Complete the following:
1/ In the passage on teaching a Social Change class, which book did the students read the first two chapters of?
2/ Revise the part of the passage on teaching a Social Change class that opens with "This semester I" and closes with "like a sociologist).", putting "essays" in place of "written papers".

Document passage:
◆ ◆ ◆ ◆ ◆

I want my students to see that social change isn’t magic. That it is a social process directed by social forces. I want them to know that previous historical events often serve as antecedents to change. And finally I want them to experience how learning about the past can help us better understand our present and predict our future. These are the goals I set for myself every time I teach my Social Change class.

I pair these with the goals I have for every class I teach. For instance, I always want my students to learn about the scientific method, how to find and read peer-reviewed research, and how to write like a sociologist. Lastly, I want my students to develop the skill of creatively solving interesting problems because that it what they will be doing every day of their professional career. I always tell my students, if a question can be answered with a google search, no one will pay you to answer it.

“Align Your Goals With Your Assessments!”

Everyone tells us to align our teaching goals with what we are doing in the classroom and with the graded assessments. That is excellent advice and I think it’s safe to say we all aspire to have our goals, classroom activities, and assessments aligned. However, in reality it’s really hard to get all of your ducks in a row.

This semester I worked really hard to ensure that my student learning outcomes (SLOs) aligned with the written papers I assigned my students. Today I want to 1. give everyone a copy of my assignments and 2. discuss how I worked to get my goals and my assessments in line.

Student Learning Outcomes:

By the end of this class students will be able to…

  1. Analyze a social change event using sociological concepts/tools like social/historical contexts, social structure, sociological theory, materialist/idealist factors, etc.
  2. Answer a social change research question using peer-reviewed research. (aka think and write like a sociologist).
  3. Design a Direct action campaign to alter the power relations surrounding a social issue (aka creatively solve interesting social problems).

Download All 3 Papers Here

Paper 1: Analyze a Social Change Event

I decided to focus my class around one single example of social change: mass incarceration. I had my students read the first 2 chapters of Michelle Alexander’s The New Jim Crow. Alexander (2010) is making a clear argument that the War on Drugs (WoD) policies have recreated the racial caste system that has been with the United States since slavery. She walks the reader from slavery to vagrancy laws to Jim Crow laws to WoD polices arguing that each instance was a mutation of the prior system of oppression.

I ask my students to write down all of the social antecedents they see in the assigned two chapters. Then we worked together to create a list of antecedents (download here). The next day in class I draw a big time line across the double-wide white board at the front of the room. We worked together to fill the timeline with all of the crucial events and other social antecedents. With their antecedent list and timeline in hand, I have my students apply everything we’ve learned about social change from the rest of the class to the WoD and mass incarceration in paper 1.

Paper 2: Think & Write Like a Sociologist

One of the key ideas of social change is that if something hasn’t changed yet, then it’s probably because somebody else doesn’t want it changed. That’s my one sentence summary of Darhendorf’s (1959) Class and Class Conflict in Industrial Society. Really what we’re talking about here is hegemony and the social forces that maintain the status quo. I want my students to be able to identify those on each side of the WoD issue. I also want my students to develop their skills at doing literature reviews and using empirical evidence to support their arguments. Paper 2 combines both of these into a simple research paper.

◆ ◆ ◆ ◆ ◆

Data excerpts:
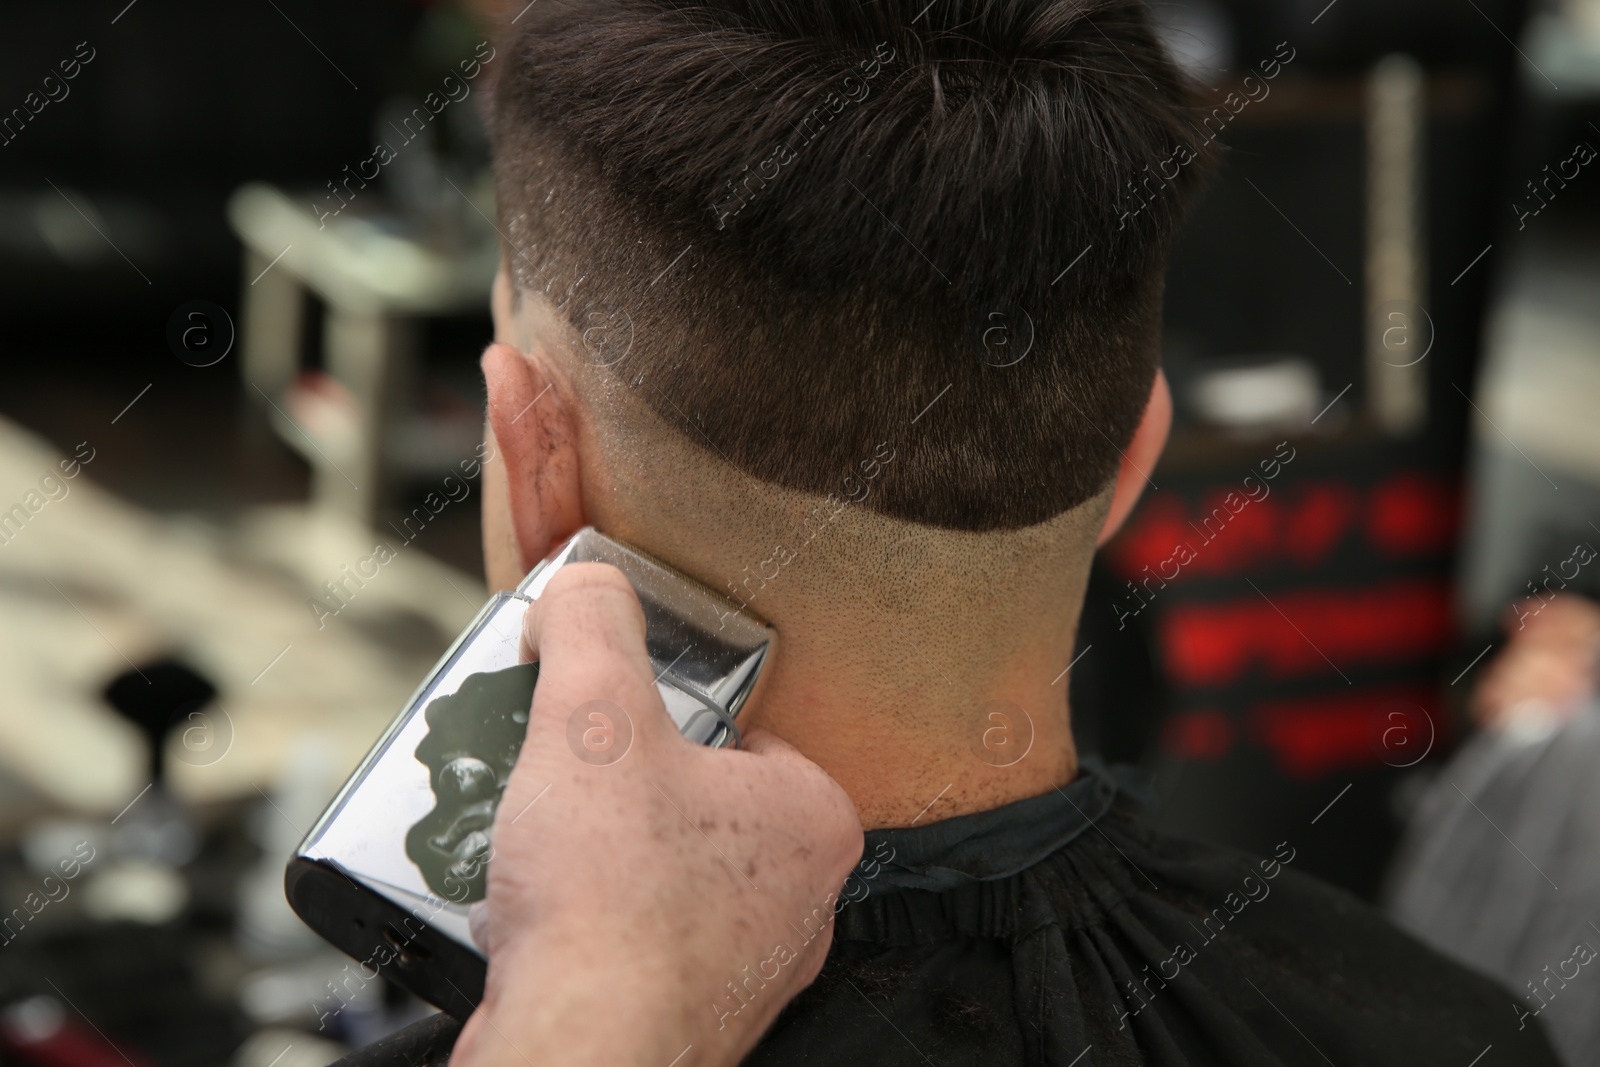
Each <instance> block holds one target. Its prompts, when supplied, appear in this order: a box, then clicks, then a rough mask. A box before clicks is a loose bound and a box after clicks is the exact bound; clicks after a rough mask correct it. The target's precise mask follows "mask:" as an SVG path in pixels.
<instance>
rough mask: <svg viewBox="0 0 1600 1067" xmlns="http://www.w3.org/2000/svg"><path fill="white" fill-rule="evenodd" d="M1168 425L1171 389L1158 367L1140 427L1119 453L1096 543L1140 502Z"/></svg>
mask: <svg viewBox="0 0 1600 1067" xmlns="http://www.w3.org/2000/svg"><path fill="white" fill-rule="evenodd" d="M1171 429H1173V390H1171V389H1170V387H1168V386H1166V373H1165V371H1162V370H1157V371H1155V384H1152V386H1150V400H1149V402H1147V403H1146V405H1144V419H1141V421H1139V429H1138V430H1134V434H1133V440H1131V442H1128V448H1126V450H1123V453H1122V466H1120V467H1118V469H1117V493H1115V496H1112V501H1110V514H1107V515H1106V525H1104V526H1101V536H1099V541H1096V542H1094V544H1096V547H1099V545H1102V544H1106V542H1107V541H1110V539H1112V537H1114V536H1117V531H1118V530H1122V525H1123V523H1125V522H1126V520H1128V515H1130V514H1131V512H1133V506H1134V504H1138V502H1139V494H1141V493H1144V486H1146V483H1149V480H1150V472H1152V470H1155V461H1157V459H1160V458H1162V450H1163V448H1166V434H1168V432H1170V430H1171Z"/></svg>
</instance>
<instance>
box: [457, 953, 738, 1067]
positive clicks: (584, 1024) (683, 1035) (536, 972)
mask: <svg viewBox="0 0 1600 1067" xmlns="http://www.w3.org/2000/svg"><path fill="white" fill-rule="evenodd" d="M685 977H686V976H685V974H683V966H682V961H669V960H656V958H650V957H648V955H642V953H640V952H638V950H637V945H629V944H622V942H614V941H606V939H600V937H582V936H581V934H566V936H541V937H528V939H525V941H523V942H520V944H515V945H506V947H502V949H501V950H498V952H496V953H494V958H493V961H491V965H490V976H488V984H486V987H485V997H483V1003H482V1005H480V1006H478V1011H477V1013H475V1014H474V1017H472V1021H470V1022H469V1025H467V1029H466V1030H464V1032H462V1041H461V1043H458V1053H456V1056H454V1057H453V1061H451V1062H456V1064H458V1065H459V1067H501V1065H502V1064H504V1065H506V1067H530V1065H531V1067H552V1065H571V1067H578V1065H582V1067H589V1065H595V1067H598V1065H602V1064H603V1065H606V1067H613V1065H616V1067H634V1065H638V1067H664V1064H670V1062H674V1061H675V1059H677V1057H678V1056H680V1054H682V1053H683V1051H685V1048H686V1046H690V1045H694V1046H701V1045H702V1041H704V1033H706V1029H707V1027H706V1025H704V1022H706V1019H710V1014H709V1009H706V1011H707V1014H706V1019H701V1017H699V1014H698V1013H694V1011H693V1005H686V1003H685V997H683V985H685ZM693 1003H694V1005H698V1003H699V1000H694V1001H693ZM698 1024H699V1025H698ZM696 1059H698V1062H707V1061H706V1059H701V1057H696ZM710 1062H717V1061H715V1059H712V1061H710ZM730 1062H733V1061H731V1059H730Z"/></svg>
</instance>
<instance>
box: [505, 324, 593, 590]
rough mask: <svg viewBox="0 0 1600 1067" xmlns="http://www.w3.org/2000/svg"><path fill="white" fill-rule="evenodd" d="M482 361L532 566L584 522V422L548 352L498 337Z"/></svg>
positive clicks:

◆ ◆ ◆ ◆ ◆

Written answers:
1/ Michelle Alexander's The New Jim Crow.

2/
This semester I worked really hard to ensure that my student learning outcomes (SLOs) aligned with the essays I assigned my students. Today I want to 1. give everyone a copy of my assignments and 2. discuss how I worked to get my goals and my assessments in line.

Student Learning Outcomes:

By the end of this class students will be able to…

  1. Analyze a social change event using sociological concepts/tools like social/historical contexts, social structure, sociological theory, materialist/idealist factors, etc.
  2. Answer a social change research question using peer-reviewed research. (aka think and write like a sociologist).